Carlos A. Lozano Guillén

Buenaventura es el más importante puerto en el Océano Pacífico colombiano, a solo 115 kilómetros de Cali, capital del Valle del Cauca, una de las más importantes ciudades del país. Tiene 362.625 habitantes, el 90.4 por ciento en la zona urbana y el resto en el sector agrario. Mueve el 60 por ciento del comercio internacional marítimo y el recaudo es de dos billones de pesos anuales.

Foto: Catholic Missionary World via photopin cc
Foto: Catholic Missionary World via photopin cc

Sin embargo, a pesar de su importancia, es una de las ciudades con enormes insatisfacciones sociales y de mayor violencia. Está declarada por el Gobierno Nacional de padecer una crisis humanitaria de vastas proporciones. “Es una crisis sin respuesta”, dice el informe del Servicio Jesuita al Refugiado. Son años de olvido del poder central, sin que ningún gobierno, liberal o conservador o bipartidista (en referencia a los partidos tradicionales que dominan o se alternan el poder) se ocupe con seriedad de ordenar el tejido social que afecta al 80 por ciento de la población inmersa en la pobreza, la mitad de esta sin las condiciones mínimas satisfechas.

Buenaventura está en la indigencia. Está puesta a prueba la insolencia e incapacidad de la clase dominante, que se ha negado a atender las necesidades del puerto marítimo. Es el cinismo de la oligarquía dedicada a amasar dinero. El 88.5% de la población es negra, discriminada y desatendida por el color de su piel. Una forma odiosa de la discriminación racial.
+ + + + +
**Su tarea**
Reproduzca sin alteraciones el pasaje del texto sobre Buenaventura que va desde "Buenaventura es el" hasta "de pesos anuales.".

**Los datos**
+ + + + +
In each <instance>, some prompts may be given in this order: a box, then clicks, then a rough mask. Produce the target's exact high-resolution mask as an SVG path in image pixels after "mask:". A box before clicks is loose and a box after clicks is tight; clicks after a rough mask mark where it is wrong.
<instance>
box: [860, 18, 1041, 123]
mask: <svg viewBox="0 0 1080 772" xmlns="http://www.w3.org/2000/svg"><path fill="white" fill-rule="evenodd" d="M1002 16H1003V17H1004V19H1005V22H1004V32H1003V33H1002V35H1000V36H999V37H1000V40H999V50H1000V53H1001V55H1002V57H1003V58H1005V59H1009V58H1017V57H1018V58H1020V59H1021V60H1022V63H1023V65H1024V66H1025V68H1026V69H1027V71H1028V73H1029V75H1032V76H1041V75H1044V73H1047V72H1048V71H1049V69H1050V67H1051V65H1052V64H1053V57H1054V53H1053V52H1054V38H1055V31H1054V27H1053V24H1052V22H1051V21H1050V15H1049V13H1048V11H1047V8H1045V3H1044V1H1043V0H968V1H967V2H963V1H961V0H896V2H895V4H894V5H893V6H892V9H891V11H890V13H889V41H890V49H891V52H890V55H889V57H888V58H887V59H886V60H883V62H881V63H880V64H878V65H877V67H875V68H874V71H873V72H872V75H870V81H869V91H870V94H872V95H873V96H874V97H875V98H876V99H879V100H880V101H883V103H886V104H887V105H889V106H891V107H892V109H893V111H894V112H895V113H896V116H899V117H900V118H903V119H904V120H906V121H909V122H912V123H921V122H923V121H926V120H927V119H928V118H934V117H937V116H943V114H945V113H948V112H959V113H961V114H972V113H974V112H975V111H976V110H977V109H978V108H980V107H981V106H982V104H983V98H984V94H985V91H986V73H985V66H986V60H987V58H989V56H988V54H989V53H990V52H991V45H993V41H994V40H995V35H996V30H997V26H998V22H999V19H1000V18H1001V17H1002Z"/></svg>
+ + + + +
**Respuesta**
Buenaventura es el más importante puerto en el Océano Pacífico colombiano, a solo 115 kilómetros de Cali, capital del Valle del Cauca, una de las más importantes ciudades del país. Tiene 362.625 habitantes, el 90.4 por ciento en la zona urbana y el resto en el sector agrario. Mueve el 60 por ciento del comercio internacional marítimo y el recaudo es de dos billones de pesos anuales.